Example: Standard configuration using the ULN2803A sinking (open-collector) output IC.
Further software settings are required to configure this port. See the Software Setup section for details.
Acc-2P General-Purpose Digital Inputs and Outputs (JOPT Port)
Acc-2P JOPT connector provides sixteen lines of general-purpose I/O. In contrast with the Acc-1P J7
connector, the lines on the Acc-2P JOPT connector are limited to TTL levels and are usually used with
external I/O modules. Each I/O line has its own corresponding ground pin in the opposite row. The 34pin connector was designed for easy interface to OPTO-22 or equivalent optically isolated I/O modules.
Delta Tau’s Acc-21F is a six-foot cable for this purpose.
Jumpers E9 and E10 on the Acc-2P board select the I/O lines direction of the JOPT connector. This
allows configuring this port as all inputs, all outputs or half inputs and half outputs. Further software
settings are required to configure this port. See the Software Setup section for details on this.

■ **LISTING**
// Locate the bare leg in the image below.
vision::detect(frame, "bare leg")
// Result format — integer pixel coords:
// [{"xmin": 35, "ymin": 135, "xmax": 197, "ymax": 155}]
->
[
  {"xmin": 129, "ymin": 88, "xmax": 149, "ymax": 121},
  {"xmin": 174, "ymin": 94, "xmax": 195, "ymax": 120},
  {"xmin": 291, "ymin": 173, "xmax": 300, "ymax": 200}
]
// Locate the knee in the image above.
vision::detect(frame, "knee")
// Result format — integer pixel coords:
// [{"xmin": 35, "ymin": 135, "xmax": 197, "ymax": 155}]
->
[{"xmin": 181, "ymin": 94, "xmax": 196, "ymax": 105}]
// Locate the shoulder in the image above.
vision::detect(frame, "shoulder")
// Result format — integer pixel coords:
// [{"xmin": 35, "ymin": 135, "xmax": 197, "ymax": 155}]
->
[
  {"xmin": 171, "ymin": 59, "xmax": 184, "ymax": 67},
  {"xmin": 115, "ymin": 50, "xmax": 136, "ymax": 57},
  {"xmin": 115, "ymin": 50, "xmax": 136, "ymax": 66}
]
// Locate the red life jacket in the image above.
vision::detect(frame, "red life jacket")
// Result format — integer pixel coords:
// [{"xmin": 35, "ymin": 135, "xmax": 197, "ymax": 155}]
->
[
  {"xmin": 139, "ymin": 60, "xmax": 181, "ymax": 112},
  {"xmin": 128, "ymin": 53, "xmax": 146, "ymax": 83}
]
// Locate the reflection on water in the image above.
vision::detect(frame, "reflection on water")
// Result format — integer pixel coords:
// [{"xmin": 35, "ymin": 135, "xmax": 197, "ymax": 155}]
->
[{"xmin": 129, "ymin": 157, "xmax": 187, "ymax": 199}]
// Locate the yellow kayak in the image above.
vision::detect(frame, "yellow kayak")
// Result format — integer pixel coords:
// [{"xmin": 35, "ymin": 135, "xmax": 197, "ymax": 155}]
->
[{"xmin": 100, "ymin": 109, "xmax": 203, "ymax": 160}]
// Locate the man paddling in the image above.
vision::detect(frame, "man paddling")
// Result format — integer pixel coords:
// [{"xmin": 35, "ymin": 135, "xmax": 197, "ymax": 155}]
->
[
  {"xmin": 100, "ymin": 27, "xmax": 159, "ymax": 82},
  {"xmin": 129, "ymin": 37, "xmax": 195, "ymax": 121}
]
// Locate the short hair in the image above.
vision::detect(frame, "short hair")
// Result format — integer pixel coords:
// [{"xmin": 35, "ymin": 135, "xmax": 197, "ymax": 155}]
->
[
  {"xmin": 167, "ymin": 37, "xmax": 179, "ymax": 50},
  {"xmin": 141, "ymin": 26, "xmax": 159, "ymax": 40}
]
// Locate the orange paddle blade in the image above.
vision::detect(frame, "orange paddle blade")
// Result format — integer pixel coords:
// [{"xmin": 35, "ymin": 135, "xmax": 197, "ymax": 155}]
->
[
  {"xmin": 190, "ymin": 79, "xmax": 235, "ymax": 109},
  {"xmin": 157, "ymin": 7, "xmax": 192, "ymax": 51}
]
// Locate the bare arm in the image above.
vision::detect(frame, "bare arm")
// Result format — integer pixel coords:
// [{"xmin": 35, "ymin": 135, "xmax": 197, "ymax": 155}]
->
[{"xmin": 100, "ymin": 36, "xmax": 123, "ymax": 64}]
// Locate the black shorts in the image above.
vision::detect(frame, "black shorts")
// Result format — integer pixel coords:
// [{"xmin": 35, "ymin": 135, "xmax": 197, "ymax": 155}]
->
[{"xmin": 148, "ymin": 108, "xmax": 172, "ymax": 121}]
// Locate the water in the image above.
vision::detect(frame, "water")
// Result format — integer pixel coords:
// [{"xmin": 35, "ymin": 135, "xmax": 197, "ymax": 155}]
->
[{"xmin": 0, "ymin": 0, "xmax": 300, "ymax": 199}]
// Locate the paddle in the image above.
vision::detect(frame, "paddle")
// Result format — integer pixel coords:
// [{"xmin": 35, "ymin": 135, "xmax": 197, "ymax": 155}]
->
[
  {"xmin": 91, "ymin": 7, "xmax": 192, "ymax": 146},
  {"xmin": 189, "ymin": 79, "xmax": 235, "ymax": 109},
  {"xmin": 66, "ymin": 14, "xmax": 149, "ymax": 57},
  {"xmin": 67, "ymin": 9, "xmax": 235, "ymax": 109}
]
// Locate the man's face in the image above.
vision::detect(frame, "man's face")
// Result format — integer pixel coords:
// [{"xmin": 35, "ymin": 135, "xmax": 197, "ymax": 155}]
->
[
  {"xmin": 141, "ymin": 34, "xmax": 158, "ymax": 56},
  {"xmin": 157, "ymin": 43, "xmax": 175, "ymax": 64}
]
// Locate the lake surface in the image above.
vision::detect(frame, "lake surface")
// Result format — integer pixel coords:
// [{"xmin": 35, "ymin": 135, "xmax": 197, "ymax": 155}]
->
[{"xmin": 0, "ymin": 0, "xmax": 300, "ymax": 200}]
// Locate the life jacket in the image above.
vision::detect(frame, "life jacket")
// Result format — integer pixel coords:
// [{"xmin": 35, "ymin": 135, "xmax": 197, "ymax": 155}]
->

■ **PROMPT**
Go on with the text on the Acc-2P JOPT port from the point where it stops. The items are not needed for this exercise.

■ **ANSWER BELOW**
Acc-1P Thumbwheel Multiplexer Port (J2 Port)
The Thumbwheel Multiplexer Port, or Multiplexer Port, on the J2 connector has eight input lines and
eight output lines. The output lines can be used to multiplex large numbers of inputs and outputs on the
port, and Delta Tau provides accessory boards and software structures (special M-variable definitions) to
capitalize on this feature. Up to 32 of the multiplexed I/O boards may be daisy-chained on the port, in
any combination. Either the Acc-1P or the Acc-2P boards, but not both, can use this connector as a
multiplexing port. This is selected by jumper E6 on the Acc-1P board and jumper E5 on the Acc-2P
board.
Alternatively, the inputs and outputs on this port may be used as discrete, non-multiplexed I/O. In this
case, these I/O lines can be accessed through M-variables. See the Software Setup section for details on
this.
Acc-2P Thumbwheel Multiplexer Port (JTHW Port)
The Thumbwheel Multiplexer Port, or Multiplexer Port, on the JTHW connector has sixteen lines. These
lines can be used to multiplex large numbers of inputs and outputs on the port, and Delta Tau provides
accessory boards and software structures (special M-variable definitions) to capitalize on this feature. Up
to 32 of the multiplexed I/O boards may be daisy-chained on the port, in any combination. Either the
Acc-1P or the Acc-2P boards, but not both, can use this connector as a multiplexing port. This is selected
by jumper E6 on the Acc-1P board and jumper E5 on the Acc-2P board.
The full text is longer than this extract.